ACTION ITEM >> Set down the data again exactly. Pictures are not part of the copy.

##### DATA FOR THE TASK

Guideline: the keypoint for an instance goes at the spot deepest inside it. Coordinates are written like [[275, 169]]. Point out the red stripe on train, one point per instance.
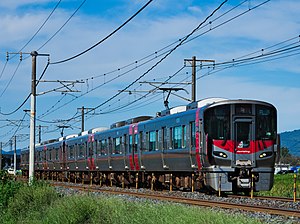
[[239, 148], [198, 159]]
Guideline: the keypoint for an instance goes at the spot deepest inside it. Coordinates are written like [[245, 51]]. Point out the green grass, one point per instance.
[[283, 186], [41, 204]]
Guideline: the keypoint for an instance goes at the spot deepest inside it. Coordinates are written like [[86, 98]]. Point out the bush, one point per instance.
[[8, 189], [29, 201]]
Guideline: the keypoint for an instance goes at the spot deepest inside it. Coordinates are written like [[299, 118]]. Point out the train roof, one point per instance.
[[204, 103]]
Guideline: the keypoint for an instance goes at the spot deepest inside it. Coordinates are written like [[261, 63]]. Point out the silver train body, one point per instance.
[[230, 145]]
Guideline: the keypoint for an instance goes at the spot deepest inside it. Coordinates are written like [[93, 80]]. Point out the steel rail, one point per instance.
[[195, 202]]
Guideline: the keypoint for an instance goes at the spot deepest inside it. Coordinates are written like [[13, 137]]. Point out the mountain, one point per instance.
[[291, 140]]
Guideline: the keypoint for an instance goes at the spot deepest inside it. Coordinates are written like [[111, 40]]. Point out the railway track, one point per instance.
[[190, 201]]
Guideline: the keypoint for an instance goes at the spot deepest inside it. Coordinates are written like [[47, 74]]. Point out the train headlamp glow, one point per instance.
[[265, 154], [220, 154]]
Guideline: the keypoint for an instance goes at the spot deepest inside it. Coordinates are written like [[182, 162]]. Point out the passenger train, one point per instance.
[[217, 144]]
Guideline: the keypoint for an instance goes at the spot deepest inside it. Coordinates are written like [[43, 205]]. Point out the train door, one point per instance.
[[141, 148], [132, 157], [244, 147], [164, 136], [109, 153], [91, 153], [63, 155]]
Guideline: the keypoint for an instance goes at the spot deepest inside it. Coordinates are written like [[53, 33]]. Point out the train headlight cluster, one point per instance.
[[265, 154], [220, 154]]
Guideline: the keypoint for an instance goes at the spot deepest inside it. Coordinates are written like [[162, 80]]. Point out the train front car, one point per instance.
[[239, 145]]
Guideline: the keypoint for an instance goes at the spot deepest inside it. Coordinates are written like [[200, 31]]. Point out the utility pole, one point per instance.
[[193, 63], [15, 155], [62, 129], [0, 156], [33, 54], [40, 132], [82, 115]]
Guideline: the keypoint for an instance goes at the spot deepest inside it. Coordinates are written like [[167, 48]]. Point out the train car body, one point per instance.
[[229, 144]]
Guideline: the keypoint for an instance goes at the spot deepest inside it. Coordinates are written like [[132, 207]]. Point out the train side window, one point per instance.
[[125, 144], [90, 149], [103, 147], [136, 140], [157, 140], [164, 138], [152, 140], [56, 154], [141, 143], [130, 144], [71, 152], [49, 152], [184, 137], [81, 150], [117, 145], [177, 137], [192, 134], [97, 147], [109, 146], [147, 142], [171, 138]]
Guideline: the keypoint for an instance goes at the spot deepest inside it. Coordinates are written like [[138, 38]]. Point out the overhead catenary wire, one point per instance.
[[65, 23], [43, 24], [18, 108], [156, 55], [11, 78], [108, 36], [158, 62]]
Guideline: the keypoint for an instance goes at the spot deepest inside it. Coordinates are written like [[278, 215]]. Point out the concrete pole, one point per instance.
[[15, 155], [0, 155], [32, 118], [194, 79], [82, 119]]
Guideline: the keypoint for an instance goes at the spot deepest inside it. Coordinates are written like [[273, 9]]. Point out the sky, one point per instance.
[[254, 45]]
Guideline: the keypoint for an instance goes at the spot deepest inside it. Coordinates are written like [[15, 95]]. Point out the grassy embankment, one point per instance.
[[40, 203], [283, 186]]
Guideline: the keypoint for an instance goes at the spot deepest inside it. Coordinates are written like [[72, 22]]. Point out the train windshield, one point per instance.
[[217, 122], [265, 123]]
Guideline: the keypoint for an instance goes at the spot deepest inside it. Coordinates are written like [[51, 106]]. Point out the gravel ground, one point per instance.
[[265, 218]]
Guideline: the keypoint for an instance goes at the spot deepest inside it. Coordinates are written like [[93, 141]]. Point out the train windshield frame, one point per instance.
[[218, 120], [265, 119]]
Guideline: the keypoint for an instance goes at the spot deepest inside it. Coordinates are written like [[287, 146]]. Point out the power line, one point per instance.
[[14, 111], [62, 25], [108, 36], [39, 29], [156, 55], [7, 85], [163, 58]]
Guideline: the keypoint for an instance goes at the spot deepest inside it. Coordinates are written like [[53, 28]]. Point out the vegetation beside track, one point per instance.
[[40, 203], [283, 186]]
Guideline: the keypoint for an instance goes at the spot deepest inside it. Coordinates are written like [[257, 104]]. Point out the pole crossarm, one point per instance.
[[193, 63], [65, 85]]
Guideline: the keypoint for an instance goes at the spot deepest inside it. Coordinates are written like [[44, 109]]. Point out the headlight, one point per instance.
[[265, 154], [220, 154]]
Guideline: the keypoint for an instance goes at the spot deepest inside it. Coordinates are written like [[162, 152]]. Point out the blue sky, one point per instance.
[[233, 32]]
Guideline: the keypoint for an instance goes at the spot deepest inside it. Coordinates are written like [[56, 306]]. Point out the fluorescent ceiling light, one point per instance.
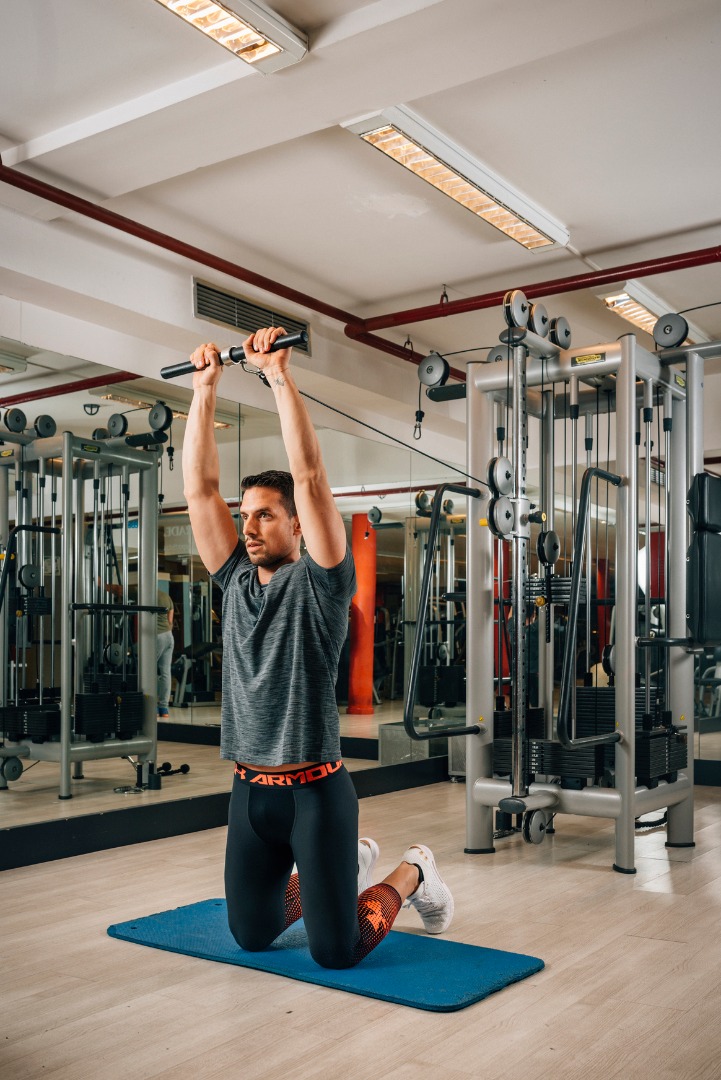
[[407, 138], [246, 28], [10, 362], [634, 302]]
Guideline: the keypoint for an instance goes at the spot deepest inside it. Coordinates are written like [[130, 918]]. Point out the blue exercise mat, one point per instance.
[[407, 969]]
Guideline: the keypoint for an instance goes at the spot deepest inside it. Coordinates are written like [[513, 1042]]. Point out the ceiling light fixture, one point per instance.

##########

RESPONSE TO THIS EXERCISE >>
Guideline: the keypoint for an instance goes at the spot deepest inside it. Coordinates are written like [[275, 169]]. Point out the red stripe on train, one point per instance.
[[239, 148], [198, 159]]
Guideline: the keypoint for an instance goes at the spot deepest inside it. Coordinates are written like [[245, 51]]. Point out the green grass, one point per instance.
[[283, 186], [41, 204]]
Guideline: the keypoint for an instance goes at the spot deepest inside it. Coordinates are written like [[86, 98]]. Point out the bush, one point per instance.
[[8, 189], [29, 201]]
Guideline: the keypoint for an instance goes at the spot deepest inside it. Coordinates are written like [[299, 118]]. Point out the train roof, one point per instance.
[[204, 103]]
Guideline: the keypoint for an instance goes at the spot deepest inside it. Coordinates are written like [[261, 63]]. Point out the silver train body, one point per instance.
[[230, 145]]
Guideline: the keypoint for an instance goes at the spot deepest inside it. Coordinates are written like [[93, 80]]. Point out the steel rail, one point per instance.
[[195, 202]]
Guideline: the keypoint for an instance goes at the spot deepest inside it. Coordinates are written like [[13, 137]]. Point out the mountain, one point per instance.
[[291, 140]]
Guideline: the keypoint for an instance goes at the spot deepest inside it. Coordinates are written like [[111, 40]]. Point out the railway track, one point per instance.
[[190, 201]]
Guideline: the keypoint for an instance goes at the spot deepest inside it. Coordinates are written like [[47, 74]]. Point out the train headlamp glow, one point per instance.
[[265, 154], [220, 154]]
Guideline: the keypoint for an instance goes at the spot deepest inside it. Coordinates are written like [[182, 162]]. Point out the passenger train, one point per instance.
[[217, 144]]
Guideline: the keypoint for an instance goes at the spot deepest inside it. Coordinates are written like [[43, 205]]. Point out the train door, one point per instance.
[[141, 148], [132, 157], [244, 147], [164, 136], [109, 153], [91, 153], [63, 155]]
Guideline: the keypoint for an instance goes at the spot deepest inside it. Coordinates are written like [[53, 33]]. Point out the train headlight cluster, one point per instance.
[[265, 154], [220, 154]]
Guideline: the keypoint for an instance goes at the spot deepest inside it. Coordinates are written like [[162, 80]]. Point out the train front car, one point per instance.
[[239, 145]]
Guideline: the keypoint for an instance goes at the spot deepest inside it. Coordinates are written like [[200, 31]]. Point out the utility pole, one point per instance.
[[193, 63], [15, 155], [62, 129], [0, 156], [33, 54], [40, 132], [82, 115]]
Guideline: the keypoint for an instance goes at the spot deepest inside it. Coordinates are written like [[167, 48]]. Point out the train car body, one point per instance.
[[229, 144]]
Guideline: the keypoint for an instance goes at the spot deepest inside it. Coordinates are written like [[132, 207]]. Point out the train side window, one point per instance.
[[125, 144], [90, 149], [103, 147], [136, 140], [157, 140], [164, 138], [152, 140], [56, 154], [141, 143], [130, 144], [71, 152], [49, 152], [184, 137], [81, 150], [117, 145], [177, 137], [192, 134], [97, 147], [109, 146], [147, 142], [171, 138]]
Guideline: the keypoint for an instance goes at the spot deepest inside it. Coordinates are written like [[138, 38]]. Point out the overhead catenary wire, one point per instance.
[[65, 23], [43, 24], [18, 108], [156, 55], [11, 78], [108, 36], [158, 62]]
Guideline: the keypoint for an instance goes at the spot deepest inside it. Coordinates are written like [[278, 215]]. Point out the concrete pole, one point per instance.
[[15, 155], [0, 155], [32, 118], [194, 79], [82, 119]]
Guideline: the keypoint for an instance goes at the spot deepest inside it. Coordinates are written like [[273, 9]]. Point out the sky, one point per instance.
[[254, 45]]
Guideline: the keypoint for an instance goes at the spot deepest inside it. Coordinates are written like [[15, 95]]. Point out the grassy embankment, one point per instance.
[[40, 203], [283, 186]]
Guideline: the keypoint for an instance goes at the spot deepest inside it. Coordinates are written like [[72, 22]]. Point out the train windshield, one point per instance.
[[217, 122], [265, 123]]
Guideline: the keypoint for an instance goes at the spot deepest inside it. Coordinates are written like [[51, 106]]. Point out the gravel ground, one point per instance.
[[265, 218]]
Guideline: the keypoint for an instance goes at the spot deepest inside it. Coordinates are written like [[93, 141]]. Point out the train windshield frame, one point per instance.
[[218, 120], [265, 119]]
Guideline: the keypoint for an instance goes at the spot deepest inside it. Coordinates are written like [[287, 146]]. Point out the power line, one point per instance.
[[14, 111], [62, 25], [108, 36], [39, 29], [156, 55], [7, 85], [163, 58]]
Guideline: the keypoint for an instance goes at the spot deepest inside it. Coordinates are written like [[53, 28]]. Point out the vegetation beside track, one point per instance.
[[40, 203], [283, 186]]
Guideline: the keypoint for an instance goes at the spot deepest inside it. Coordinates are written like [[257, 104]]. Point out the pole crossarm, one point per instance.
[[193, 63], [65, 85]]
Guideline: the keypoint for an instance goes at the spot deepest inside it. Coordinates are written like [[44, 109]]. Point out the headlight, one point per instance.
[[265, 154], [220, 154]]
Guideline: the keypoint for an instance goes at the spot deepest inside it. Coordinates are written like [[162, 152]]. Point out the blue sky, one point per instance.
[[233, 32]]
Guideline: the keypoint for an instance goes at the spot deepest inside it. Coordinates are written like [[56, 306]]. Point out the fluorescent ceiling light, one point per instance.
[[407, 138], [246, 28], [10, 362], [634, 302]]
Guideline: the keypoint for an instance goes at the spot deepest inside it. Coordinates are written like [[130, 918]]. Point out the blue exercise mat, one point per instance.
[[407, 969]]
Guideline: the keypoint for an instance goes at the spot deepest inside it. Coordinates are written like [[513, 1042]]. Point out the ceiling light fixture, one point per instance.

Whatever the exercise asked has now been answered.